Exercise task: Write out, exactly as they appear, only the lines running from the line with "TARGET: dark car" to the final line of the listing; include both.

━━━ Records provided ━━━

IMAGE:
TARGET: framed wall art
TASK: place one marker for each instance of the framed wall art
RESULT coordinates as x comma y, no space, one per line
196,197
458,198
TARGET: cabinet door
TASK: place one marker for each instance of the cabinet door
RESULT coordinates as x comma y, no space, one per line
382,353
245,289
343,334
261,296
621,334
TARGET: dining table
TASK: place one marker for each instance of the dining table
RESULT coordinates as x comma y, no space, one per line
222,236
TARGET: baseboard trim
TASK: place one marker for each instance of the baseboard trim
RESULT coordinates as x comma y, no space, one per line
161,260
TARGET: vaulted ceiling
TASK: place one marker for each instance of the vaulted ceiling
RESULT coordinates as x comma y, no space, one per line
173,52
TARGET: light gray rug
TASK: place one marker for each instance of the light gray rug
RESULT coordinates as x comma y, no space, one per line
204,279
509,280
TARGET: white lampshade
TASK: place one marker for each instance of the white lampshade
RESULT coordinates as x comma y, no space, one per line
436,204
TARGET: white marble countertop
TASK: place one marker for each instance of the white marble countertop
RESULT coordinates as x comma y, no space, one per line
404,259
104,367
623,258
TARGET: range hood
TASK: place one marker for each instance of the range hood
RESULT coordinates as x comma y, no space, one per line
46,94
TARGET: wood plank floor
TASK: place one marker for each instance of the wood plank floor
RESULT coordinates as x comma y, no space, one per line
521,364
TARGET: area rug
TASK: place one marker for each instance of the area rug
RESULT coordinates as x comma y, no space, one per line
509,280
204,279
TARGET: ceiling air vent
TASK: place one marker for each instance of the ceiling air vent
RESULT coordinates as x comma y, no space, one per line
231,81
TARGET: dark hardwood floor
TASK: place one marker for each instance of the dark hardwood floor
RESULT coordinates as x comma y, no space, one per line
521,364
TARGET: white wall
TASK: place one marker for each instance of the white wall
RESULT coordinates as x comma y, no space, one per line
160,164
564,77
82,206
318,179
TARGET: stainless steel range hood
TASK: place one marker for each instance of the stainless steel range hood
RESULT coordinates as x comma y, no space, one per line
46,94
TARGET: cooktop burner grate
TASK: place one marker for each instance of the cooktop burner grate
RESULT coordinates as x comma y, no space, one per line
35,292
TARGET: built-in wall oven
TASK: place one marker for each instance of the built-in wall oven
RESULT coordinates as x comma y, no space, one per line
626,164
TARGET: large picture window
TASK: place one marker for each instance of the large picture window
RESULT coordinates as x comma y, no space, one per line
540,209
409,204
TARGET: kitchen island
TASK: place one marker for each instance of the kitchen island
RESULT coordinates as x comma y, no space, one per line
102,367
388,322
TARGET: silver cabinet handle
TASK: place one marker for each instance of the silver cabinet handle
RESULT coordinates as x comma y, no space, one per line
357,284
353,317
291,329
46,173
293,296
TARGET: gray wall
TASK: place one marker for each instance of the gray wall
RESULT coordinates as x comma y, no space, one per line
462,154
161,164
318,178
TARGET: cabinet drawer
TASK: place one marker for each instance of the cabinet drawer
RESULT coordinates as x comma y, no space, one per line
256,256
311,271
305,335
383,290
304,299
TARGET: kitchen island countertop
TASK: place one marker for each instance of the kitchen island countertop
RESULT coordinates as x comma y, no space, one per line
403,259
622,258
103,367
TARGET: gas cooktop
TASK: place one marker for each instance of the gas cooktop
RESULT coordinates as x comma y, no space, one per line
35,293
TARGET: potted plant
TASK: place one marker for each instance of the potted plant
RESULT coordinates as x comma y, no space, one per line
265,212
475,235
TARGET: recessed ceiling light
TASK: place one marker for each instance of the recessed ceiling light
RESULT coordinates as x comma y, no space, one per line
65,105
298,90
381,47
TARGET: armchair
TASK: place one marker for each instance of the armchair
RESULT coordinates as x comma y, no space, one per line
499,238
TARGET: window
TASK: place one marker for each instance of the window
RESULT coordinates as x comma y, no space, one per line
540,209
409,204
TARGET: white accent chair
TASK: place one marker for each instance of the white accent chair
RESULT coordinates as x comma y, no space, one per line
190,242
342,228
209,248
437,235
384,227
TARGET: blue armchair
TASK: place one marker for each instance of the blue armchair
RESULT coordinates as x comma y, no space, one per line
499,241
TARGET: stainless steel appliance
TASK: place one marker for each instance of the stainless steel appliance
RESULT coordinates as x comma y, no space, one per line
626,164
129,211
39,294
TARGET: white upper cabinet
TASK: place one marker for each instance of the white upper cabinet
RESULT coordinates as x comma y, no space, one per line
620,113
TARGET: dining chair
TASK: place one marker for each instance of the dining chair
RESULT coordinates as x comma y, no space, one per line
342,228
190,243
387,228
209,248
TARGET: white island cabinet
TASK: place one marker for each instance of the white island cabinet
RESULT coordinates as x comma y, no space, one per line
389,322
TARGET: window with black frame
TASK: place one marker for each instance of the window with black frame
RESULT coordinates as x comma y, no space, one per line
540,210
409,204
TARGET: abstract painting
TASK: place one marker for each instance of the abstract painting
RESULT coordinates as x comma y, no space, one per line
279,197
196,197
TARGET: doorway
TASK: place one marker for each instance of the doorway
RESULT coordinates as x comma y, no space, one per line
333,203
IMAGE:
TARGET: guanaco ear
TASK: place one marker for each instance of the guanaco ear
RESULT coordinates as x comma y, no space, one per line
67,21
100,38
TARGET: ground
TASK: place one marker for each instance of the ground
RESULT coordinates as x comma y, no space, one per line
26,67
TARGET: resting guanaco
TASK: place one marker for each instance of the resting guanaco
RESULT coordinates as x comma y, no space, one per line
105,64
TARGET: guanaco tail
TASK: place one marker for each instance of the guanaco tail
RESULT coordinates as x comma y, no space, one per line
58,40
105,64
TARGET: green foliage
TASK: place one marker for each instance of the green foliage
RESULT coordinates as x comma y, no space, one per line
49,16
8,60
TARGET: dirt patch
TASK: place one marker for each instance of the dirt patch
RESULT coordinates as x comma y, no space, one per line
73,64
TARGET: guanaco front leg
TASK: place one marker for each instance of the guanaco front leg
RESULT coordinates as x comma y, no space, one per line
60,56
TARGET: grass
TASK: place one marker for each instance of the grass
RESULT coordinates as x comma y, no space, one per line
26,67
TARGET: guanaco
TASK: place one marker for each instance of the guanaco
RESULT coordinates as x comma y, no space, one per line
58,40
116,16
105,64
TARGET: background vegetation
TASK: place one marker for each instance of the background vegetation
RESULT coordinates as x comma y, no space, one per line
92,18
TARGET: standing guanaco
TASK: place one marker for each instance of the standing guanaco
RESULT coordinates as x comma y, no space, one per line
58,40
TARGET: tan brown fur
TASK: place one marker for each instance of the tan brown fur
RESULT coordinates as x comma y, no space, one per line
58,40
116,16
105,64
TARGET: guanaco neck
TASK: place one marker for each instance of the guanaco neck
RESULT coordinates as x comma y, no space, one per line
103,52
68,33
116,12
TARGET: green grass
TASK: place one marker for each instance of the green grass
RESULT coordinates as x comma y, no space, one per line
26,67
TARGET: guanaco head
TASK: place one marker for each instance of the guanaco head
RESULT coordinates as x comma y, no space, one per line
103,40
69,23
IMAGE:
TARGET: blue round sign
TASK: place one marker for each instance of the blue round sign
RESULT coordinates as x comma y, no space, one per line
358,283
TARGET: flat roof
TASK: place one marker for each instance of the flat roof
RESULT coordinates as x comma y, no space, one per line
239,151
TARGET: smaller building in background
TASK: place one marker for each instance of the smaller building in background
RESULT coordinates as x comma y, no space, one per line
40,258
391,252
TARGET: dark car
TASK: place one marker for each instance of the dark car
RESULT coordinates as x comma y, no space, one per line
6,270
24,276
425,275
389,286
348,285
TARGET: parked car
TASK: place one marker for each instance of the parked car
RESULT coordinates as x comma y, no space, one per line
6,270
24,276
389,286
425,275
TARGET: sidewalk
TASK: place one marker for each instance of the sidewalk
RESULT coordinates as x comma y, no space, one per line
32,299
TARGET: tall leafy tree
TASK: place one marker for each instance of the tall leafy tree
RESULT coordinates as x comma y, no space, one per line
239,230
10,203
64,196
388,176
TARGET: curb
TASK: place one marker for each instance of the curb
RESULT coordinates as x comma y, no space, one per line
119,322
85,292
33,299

━━━

Expected answer:
TARGET: dark car
TASK: place one marker for each instance of the dark car
RESULT coordinates as x comma y, no space, one per line
6,270
24,276
425,275
389,286
348,285
TARGET: parked car
TASK: place one marker for each instance of the parked car
RESULT coordinates as x comma y, no space, one per line
6,270
24,276
389,286
425,275
TARGET: sidewalk
TASK: place one marker for each instance of the sidewalk
RESULT coordinates as x comma y, no space, one per line
32,299
TARGET: tall leafy tree
TASK: place one marker for each instance of the tall leafy tree
RESULT coordinates as x comma y, no space, one per line
239,230
10,203
64,196
388,176
TARGET: curb
TASK: place one marker for each instance of the curb
RESULT coordinates as x comma y, no space, one per line
119,322
85,292
33,299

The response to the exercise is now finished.